EXERCISE DETAILS: Tally the lines below that contain the string "steering", treating uppercase and lowercase as different, and give only the number.

——————————

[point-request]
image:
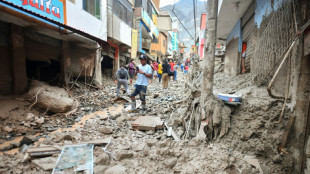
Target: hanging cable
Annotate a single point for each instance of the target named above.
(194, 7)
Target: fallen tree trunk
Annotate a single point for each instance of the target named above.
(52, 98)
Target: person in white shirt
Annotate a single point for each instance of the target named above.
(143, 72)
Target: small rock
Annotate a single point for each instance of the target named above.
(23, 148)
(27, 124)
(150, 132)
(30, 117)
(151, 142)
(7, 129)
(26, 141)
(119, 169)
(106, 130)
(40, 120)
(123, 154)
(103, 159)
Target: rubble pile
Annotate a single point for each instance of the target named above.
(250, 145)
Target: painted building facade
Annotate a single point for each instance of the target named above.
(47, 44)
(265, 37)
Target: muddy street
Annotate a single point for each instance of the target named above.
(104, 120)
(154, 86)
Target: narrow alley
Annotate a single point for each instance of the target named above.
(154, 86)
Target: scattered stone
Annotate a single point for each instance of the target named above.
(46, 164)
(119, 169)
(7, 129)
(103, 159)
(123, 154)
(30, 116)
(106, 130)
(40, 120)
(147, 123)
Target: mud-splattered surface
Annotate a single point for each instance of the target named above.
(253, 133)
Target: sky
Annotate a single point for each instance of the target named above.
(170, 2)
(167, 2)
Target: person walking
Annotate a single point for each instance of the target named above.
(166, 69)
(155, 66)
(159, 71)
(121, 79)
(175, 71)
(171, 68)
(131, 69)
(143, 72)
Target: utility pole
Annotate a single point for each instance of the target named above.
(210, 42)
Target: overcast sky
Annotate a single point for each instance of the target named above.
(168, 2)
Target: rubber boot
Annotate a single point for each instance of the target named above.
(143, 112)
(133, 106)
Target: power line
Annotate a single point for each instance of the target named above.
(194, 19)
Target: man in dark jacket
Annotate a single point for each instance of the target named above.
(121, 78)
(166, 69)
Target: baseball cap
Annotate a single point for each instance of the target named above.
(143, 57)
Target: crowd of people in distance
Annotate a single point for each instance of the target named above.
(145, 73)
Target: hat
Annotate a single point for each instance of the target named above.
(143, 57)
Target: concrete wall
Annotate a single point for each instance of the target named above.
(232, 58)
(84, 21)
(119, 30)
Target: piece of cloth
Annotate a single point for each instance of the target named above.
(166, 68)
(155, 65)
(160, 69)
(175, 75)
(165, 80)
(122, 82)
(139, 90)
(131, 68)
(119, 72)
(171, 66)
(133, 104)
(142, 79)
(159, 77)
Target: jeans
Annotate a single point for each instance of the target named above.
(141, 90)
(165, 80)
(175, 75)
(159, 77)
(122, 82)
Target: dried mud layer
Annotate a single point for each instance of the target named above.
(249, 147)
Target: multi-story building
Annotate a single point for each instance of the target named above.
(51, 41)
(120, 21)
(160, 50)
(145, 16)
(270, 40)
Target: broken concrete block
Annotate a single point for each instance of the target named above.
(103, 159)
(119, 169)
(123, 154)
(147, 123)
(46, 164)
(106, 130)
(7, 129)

——————————

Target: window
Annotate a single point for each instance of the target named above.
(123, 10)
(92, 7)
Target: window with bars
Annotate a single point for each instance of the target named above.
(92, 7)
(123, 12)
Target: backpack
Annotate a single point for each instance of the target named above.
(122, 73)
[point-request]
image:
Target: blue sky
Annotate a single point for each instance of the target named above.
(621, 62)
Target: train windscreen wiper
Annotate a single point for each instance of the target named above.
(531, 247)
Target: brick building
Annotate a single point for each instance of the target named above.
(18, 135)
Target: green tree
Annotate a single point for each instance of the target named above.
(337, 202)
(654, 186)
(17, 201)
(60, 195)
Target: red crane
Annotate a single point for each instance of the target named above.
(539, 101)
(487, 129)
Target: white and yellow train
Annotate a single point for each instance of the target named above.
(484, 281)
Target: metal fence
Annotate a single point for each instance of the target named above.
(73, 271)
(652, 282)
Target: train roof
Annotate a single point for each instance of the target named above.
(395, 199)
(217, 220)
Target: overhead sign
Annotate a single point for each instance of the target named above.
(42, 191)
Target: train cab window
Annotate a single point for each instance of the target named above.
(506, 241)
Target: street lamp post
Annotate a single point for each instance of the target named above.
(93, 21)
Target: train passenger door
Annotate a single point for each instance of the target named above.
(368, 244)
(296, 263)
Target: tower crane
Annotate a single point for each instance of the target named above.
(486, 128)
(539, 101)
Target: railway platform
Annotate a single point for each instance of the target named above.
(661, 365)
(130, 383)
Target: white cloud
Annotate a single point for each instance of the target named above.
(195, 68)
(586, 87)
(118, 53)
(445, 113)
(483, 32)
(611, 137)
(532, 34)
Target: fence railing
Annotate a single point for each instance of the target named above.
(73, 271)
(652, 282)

——————————

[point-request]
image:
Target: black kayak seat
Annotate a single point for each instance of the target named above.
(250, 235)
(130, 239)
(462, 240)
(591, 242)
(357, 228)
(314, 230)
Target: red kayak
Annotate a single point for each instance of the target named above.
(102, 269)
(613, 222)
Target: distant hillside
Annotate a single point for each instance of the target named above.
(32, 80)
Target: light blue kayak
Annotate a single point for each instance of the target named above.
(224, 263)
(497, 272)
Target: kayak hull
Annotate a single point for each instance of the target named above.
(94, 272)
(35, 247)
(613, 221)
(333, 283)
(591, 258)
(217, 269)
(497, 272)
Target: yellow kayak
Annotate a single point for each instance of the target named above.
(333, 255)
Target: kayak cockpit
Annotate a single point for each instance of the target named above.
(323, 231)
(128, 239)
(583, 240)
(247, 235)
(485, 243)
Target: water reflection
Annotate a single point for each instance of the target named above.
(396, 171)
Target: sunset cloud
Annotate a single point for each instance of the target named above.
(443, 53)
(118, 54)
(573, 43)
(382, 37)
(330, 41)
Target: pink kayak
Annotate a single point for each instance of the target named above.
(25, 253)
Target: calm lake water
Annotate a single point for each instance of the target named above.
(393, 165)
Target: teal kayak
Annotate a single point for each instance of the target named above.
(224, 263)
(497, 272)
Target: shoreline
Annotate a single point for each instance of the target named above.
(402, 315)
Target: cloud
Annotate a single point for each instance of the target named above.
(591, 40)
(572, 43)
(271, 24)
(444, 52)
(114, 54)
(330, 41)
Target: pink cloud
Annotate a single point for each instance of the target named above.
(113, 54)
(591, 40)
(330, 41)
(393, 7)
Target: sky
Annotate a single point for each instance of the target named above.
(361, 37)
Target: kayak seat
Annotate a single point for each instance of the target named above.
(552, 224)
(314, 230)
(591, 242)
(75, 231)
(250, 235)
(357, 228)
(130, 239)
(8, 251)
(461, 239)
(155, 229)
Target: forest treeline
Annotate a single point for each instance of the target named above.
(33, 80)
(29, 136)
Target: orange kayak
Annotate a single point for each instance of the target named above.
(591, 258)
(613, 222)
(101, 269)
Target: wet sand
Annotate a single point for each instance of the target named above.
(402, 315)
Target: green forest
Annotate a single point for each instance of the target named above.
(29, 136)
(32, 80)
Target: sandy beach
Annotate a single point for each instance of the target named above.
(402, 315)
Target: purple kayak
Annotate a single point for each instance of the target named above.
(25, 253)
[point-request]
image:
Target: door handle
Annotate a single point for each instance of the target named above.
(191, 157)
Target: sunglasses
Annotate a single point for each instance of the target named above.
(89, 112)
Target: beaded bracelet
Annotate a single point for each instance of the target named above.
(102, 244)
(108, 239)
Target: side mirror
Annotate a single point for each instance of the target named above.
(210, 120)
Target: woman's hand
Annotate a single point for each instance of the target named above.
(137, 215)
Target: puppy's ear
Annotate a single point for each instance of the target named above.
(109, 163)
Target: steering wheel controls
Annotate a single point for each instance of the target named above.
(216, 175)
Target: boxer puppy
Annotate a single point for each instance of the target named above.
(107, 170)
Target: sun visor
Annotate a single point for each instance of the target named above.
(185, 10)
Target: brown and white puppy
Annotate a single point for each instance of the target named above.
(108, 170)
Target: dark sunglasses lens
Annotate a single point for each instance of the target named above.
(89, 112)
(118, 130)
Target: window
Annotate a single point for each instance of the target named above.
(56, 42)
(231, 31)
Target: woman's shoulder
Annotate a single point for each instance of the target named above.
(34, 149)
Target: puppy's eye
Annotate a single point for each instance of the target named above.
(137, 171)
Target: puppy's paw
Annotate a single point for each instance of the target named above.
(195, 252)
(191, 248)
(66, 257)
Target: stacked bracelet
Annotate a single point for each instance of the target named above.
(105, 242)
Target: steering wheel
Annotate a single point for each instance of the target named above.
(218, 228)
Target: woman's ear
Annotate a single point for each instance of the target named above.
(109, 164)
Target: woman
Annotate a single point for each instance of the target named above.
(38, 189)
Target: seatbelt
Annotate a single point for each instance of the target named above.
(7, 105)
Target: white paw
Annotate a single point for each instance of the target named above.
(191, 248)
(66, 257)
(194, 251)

——————————

OUTPUT FOR THIS TASK: 2